Task item: Return every line of the data below that includes the string "orange".

☆ ☆ ☆ ☆ ☆ ☆ ☆

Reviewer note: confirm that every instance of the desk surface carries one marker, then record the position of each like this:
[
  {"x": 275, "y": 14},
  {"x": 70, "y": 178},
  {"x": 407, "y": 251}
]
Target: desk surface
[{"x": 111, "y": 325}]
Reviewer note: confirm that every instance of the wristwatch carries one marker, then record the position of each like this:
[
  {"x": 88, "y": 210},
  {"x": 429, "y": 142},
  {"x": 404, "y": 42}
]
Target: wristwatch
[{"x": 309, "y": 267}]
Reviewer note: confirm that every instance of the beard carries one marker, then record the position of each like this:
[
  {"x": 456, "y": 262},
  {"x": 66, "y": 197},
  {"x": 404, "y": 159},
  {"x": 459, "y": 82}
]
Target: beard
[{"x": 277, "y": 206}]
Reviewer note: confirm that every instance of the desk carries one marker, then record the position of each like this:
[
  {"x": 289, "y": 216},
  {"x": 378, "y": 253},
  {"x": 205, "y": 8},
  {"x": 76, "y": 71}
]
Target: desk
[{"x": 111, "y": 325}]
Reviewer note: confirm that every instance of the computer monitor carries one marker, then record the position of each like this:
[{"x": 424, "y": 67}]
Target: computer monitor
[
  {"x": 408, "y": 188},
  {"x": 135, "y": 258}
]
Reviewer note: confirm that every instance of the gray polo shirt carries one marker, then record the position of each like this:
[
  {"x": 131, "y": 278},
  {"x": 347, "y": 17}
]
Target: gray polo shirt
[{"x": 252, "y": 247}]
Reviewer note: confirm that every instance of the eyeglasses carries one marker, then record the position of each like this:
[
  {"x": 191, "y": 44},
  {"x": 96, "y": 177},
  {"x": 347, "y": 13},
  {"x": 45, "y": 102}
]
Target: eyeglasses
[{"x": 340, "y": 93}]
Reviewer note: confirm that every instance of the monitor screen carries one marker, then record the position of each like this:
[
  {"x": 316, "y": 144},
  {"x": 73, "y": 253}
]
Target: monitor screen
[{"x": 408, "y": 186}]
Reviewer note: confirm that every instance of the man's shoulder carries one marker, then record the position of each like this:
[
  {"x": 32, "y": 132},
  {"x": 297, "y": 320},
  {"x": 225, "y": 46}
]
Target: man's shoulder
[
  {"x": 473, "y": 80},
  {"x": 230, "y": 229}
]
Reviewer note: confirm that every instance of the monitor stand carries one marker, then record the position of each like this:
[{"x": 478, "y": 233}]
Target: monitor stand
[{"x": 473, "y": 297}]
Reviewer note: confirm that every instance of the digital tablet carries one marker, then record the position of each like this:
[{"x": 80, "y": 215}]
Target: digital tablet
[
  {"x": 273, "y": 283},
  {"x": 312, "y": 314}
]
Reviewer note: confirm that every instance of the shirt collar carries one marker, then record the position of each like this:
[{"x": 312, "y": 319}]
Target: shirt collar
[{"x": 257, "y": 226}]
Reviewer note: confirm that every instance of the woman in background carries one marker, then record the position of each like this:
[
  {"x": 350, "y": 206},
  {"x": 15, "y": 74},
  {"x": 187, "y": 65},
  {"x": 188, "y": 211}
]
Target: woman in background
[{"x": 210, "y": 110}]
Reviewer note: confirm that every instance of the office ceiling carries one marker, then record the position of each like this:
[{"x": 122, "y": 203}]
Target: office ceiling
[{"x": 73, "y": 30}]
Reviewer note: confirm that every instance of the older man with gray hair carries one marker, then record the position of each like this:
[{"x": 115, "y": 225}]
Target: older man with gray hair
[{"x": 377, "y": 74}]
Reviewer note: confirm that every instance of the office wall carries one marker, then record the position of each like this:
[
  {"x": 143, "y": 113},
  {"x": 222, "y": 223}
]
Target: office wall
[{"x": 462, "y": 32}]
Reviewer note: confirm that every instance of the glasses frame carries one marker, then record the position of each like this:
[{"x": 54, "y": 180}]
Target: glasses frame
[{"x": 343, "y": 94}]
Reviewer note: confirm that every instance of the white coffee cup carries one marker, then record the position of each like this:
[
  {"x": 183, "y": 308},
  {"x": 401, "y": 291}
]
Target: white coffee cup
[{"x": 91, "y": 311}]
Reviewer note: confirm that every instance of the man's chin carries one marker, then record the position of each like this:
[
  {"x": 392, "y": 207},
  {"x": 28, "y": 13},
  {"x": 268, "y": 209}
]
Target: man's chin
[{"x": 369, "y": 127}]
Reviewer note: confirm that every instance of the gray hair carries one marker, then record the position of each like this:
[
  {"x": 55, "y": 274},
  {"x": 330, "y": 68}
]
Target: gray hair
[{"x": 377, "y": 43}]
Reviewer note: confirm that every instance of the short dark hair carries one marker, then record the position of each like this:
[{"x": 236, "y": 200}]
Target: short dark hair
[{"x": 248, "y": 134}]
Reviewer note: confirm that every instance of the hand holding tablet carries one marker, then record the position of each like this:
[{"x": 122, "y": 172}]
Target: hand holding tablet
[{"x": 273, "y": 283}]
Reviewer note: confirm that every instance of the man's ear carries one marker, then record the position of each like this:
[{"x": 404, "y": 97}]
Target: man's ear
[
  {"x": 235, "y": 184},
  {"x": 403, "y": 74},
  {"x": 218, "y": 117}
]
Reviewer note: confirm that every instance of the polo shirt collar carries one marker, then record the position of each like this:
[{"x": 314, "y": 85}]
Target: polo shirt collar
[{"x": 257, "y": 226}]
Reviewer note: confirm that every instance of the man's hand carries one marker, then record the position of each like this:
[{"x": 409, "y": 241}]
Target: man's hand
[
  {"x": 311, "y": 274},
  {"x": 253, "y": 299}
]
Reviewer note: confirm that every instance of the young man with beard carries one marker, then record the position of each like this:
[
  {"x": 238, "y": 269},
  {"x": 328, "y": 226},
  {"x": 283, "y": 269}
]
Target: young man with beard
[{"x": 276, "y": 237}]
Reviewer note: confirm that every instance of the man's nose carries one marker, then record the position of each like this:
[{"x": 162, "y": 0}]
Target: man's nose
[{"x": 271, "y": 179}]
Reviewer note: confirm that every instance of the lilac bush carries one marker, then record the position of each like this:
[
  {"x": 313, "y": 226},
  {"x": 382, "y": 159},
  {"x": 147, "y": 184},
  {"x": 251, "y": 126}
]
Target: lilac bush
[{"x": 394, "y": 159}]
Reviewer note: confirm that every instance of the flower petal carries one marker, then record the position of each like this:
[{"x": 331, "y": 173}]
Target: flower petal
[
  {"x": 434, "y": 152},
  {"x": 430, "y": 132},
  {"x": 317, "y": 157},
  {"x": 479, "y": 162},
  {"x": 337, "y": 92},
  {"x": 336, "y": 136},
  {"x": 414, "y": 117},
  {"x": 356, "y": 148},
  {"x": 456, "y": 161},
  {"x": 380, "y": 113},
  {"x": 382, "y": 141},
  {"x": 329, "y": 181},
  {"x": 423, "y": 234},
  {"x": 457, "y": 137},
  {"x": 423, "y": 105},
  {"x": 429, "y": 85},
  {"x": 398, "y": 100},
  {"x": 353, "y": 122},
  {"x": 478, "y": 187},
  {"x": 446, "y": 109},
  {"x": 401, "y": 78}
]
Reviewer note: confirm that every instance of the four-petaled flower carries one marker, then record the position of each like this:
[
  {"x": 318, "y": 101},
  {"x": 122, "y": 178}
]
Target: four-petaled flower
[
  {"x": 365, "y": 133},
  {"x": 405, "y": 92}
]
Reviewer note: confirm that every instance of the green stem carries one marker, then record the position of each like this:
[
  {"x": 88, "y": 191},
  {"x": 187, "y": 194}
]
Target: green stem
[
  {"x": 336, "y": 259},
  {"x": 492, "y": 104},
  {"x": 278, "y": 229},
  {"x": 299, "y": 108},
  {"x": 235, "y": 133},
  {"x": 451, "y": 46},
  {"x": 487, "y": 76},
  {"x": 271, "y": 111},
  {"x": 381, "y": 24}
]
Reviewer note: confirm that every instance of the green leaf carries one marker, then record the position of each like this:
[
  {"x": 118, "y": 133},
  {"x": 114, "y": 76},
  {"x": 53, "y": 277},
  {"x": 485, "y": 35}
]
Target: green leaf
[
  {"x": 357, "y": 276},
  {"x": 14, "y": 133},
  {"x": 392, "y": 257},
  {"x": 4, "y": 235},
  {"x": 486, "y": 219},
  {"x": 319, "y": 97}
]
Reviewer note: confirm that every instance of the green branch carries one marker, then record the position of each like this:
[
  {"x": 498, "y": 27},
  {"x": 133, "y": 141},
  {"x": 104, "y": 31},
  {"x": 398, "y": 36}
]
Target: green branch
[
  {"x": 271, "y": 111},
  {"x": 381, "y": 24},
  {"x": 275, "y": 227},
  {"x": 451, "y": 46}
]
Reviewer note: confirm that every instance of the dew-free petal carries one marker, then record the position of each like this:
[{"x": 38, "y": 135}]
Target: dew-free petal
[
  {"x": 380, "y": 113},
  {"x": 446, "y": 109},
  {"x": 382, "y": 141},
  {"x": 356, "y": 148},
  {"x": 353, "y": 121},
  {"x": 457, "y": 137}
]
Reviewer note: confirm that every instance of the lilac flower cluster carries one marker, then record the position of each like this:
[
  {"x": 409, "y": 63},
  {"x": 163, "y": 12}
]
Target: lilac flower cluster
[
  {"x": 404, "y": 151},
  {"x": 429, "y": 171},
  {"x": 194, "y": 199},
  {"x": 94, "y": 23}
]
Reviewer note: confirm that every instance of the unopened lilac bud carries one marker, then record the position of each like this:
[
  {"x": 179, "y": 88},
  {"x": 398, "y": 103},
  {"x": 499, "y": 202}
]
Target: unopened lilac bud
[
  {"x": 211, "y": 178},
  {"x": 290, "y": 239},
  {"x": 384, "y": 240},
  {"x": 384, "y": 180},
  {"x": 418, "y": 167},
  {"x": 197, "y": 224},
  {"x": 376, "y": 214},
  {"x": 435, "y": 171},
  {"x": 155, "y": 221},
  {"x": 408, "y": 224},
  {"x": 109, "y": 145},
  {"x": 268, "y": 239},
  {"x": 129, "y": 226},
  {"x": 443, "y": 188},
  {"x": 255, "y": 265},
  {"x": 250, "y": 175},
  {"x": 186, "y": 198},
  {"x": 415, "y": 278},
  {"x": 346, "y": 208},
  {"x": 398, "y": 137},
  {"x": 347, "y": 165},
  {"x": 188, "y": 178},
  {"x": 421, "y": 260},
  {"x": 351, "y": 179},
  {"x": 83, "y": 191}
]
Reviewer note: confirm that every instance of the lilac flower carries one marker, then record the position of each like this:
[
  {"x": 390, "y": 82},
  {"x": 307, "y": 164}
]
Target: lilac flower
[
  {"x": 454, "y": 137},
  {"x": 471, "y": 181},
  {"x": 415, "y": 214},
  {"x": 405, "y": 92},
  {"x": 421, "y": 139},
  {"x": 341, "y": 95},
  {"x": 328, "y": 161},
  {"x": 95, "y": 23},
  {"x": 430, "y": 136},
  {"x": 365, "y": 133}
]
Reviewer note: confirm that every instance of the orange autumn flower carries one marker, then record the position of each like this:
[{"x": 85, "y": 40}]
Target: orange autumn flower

☆ ☆ ☆ ☆ ☆ ☆ ☆

Expected answer:
Reviewer note: confirm that every instance of the orange autumn flower carries one marker, then record the position of each like this:
Target: orange autumn flower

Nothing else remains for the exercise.